ANGEZEIGTE DATEN —
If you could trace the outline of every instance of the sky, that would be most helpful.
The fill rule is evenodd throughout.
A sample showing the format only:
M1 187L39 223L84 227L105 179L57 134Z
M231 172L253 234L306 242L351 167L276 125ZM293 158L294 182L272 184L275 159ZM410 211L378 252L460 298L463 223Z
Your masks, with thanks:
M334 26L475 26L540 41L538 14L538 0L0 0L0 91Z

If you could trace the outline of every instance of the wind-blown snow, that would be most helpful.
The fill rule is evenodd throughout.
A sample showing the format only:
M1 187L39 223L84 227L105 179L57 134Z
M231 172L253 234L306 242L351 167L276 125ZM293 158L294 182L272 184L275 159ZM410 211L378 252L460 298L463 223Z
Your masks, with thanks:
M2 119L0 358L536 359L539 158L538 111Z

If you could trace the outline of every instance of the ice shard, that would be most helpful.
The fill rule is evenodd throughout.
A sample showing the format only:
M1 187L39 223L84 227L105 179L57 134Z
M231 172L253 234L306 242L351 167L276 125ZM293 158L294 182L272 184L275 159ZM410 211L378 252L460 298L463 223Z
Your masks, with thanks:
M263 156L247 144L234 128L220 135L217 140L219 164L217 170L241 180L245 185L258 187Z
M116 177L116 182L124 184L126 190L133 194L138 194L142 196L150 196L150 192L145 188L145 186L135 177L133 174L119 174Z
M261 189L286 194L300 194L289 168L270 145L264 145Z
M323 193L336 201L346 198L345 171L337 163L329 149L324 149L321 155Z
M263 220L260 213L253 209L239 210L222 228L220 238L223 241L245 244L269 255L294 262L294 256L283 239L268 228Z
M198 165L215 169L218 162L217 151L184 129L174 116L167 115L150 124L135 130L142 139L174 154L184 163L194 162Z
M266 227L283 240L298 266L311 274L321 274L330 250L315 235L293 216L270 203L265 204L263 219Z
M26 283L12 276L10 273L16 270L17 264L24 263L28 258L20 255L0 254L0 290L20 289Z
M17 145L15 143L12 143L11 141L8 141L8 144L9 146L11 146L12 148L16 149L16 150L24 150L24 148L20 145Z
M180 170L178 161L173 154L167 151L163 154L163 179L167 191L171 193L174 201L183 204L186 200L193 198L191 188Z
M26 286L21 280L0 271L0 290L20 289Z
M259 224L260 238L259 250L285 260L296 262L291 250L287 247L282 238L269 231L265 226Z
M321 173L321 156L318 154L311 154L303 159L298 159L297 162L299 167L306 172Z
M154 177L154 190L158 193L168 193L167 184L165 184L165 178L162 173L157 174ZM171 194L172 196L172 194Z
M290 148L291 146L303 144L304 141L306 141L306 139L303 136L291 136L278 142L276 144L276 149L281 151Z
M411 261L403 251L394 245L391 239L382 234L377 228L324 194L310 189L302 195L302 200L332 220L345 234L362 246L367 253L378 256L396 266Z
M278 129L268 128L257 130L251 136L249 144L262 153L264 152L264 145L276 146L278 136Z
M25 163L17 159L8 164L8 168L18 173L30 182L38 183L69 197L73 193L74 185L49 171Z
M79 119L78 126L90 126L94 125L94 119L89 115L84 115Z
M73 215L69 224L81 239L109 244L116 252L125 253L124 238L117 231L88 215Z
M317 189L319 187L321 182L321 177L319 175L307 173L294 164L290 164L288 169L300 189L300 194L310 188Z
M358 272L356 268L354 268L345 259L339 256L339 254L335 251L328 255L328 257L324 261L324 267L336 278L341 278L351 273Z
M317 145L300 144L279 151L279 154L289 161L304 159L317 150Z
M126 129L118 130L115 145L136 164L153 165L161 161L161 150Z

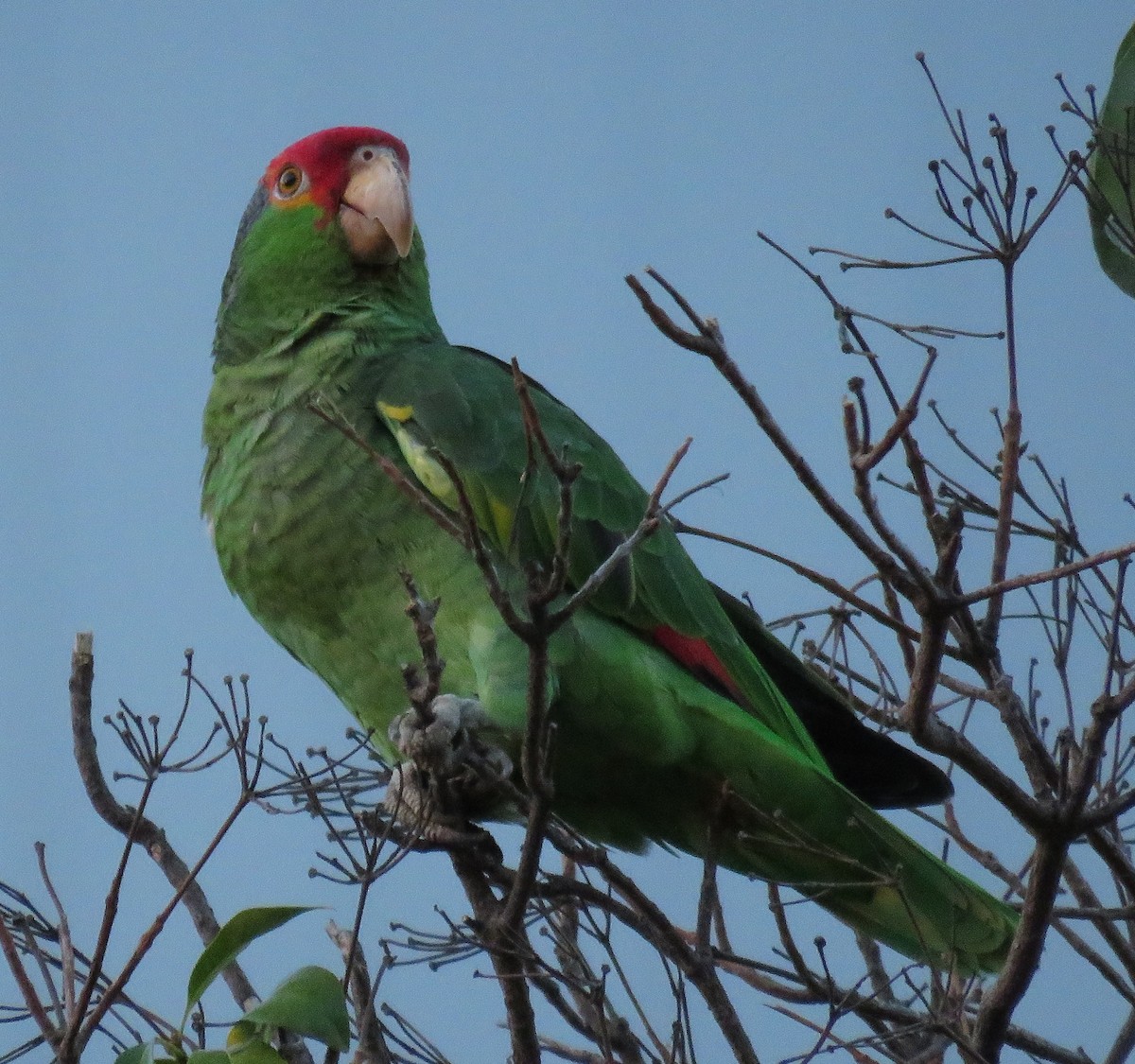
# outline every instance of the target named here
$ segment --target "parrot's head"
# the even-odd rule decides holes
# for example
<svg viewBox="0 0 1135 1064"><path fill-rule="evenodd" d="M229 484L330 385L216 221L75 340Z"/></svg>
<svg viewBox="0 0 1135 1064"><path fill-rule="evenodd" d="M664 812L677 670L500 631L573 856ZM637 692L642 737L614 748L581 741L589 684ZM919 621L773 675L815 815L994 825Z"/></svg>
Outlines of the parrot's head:
<svg viewBox="0 0 1135 1064"><path fill-rule="evenodd" d="M253 357L319 309L360 298L396 306L410 332L437 329L406 145L337 126L268 163L237 230L215 354Z"/></svg>
<svg viewBox="0 0 1135 1064"><path fill-rule="evenodd" d="M410 254L410 154L381 129L313 133L268 163L260 185L261 210L313 209L313 226L337 226L356 262L389 265Z"/></svg>

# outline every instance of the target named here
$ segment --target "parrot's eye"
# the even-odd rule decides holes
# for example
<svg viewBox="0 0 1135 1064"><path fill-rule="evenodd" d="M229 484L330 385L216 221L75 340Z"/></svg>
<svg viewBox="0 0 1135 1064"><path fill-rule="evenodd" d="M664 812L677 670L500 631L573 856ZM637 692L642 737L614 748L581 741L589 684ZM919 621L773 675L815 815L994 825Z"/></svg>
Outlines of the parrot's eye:
<svg viewBox="0 0 1135 1064"><path fill-rule="evenodd" d="M302 192L306 184L303 170L297 166L284 167L279 177L276 178L276 195L281 200L289 200L296 193Z"/></svg>

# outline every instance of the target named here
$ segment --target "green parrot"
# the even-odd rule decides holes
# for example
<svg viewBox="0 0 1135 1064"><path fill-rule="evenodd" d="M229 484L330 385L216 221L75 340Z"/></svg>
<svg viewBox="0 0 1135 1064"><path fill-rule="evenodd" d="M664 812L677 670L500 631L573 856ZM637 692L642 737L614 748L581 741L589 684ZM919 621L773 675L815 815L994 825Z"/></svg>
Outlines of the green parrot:
<svg viewBox="0 0 1135 1064"><path fill-rule="evenodd" d="M547 468L523 475L510 368L449 344L434 315L409 181L405 145L362 127L313 134L269 163L222 286L202 509L233 592L395 760L400 666L420 656L404 613L401 573L412 573L440 598L444 687L516 760L527 648L466 548L373 453L456 514L444 455L513 588L554 552L560 493ZM572 411L535 382L530 395L550 445L582 467L568 558L578 588L648 497ZM935 966L1002 964L1015 912L874 811L944 800L944 774L864 726L701 576L666 521L557 631L549 662L555 808L589 837L703 853L728 788L724 865Z"/></svg>

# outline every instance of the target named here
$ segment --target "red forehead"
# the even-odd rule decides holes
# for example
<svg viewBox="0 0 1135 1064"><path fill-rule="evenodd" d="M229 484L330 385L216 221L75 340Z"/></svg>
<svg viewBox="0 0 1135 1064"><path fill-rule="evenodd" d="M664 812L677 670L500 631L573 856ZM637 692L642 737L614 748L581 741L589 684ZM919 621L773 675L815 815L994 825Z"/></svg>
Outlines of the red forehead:
<svg viewBox="0 0 1135 1064"><path fill-rule="evenodd" d="M321 204L338 200L346 186L346 163L356 147L377 144L392 147L410 175L410 152L396 136L369 126L336 126L312 133L291 147L284 149L264 171L263 184L271 188L280 170L289 164L300 167L310 181L312 199Z"/></svg>

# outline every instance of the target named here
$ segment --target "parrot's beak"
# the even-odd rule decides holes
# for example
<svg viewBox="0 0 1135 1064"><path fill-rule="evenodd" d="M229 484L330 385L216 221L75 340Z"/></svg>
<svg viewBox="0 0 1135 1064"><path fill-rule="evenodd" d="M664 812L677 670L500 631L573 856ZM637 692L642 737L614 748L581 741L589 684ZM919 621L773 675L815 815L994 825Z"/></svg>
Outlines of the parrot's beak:
<svg viewBox="0 0 1135 1064"><path fill-rule="evenodd" d="M339 201L339 225L359 262L390 264L410 254L410 179L393 151L376 149L373 158L352 164Z"/></svg>

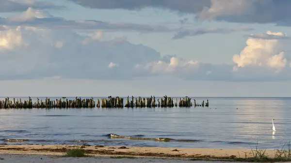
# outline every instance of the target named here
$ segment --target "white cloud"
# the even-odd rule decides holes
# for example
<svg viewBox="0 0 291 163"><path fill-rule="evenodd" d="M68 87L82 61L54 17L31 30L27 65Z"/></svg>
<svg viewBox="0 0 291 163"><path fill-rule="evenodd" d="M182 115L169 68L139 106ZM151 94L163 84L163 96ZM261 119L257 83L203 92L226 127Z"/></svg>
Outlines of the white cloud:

DEINE AUFGABE —
Ordne die Zeilen der Auflistung als Markdown-Tabelle mit den Spalten „Nr“ und „Inhalt“ an, ohne Leerzeilen. Beginne bei der Zeile mit "snow, that would be most helpful." und höre nach der Zeile mit "M2 119L0 358L536 359L539 158L538 111Z" auf.

ERLEDIGTE AUFGABE —
| Nr | Inhalt |
|---|---|
| 1 | If you could trace the outline of every instance of the wind-blown snow, that would be most helpful. |
| 2 | The fill rule is evenodd throughout. |
| 3 | A sample showing the format only: |
| 4 | M1 187L39 223L84 227L105 179L57 134Z |
| 5 | M231 172L253 234L306 242L351 167L276 125ZM293 158L294 182L272 184L275 159ZM410 211L378 252L460 298L463 223Z |
| 6 | Your masks, with thanks: |
| 7 | M2 119L0 358L536 359L539 158L538 111Z |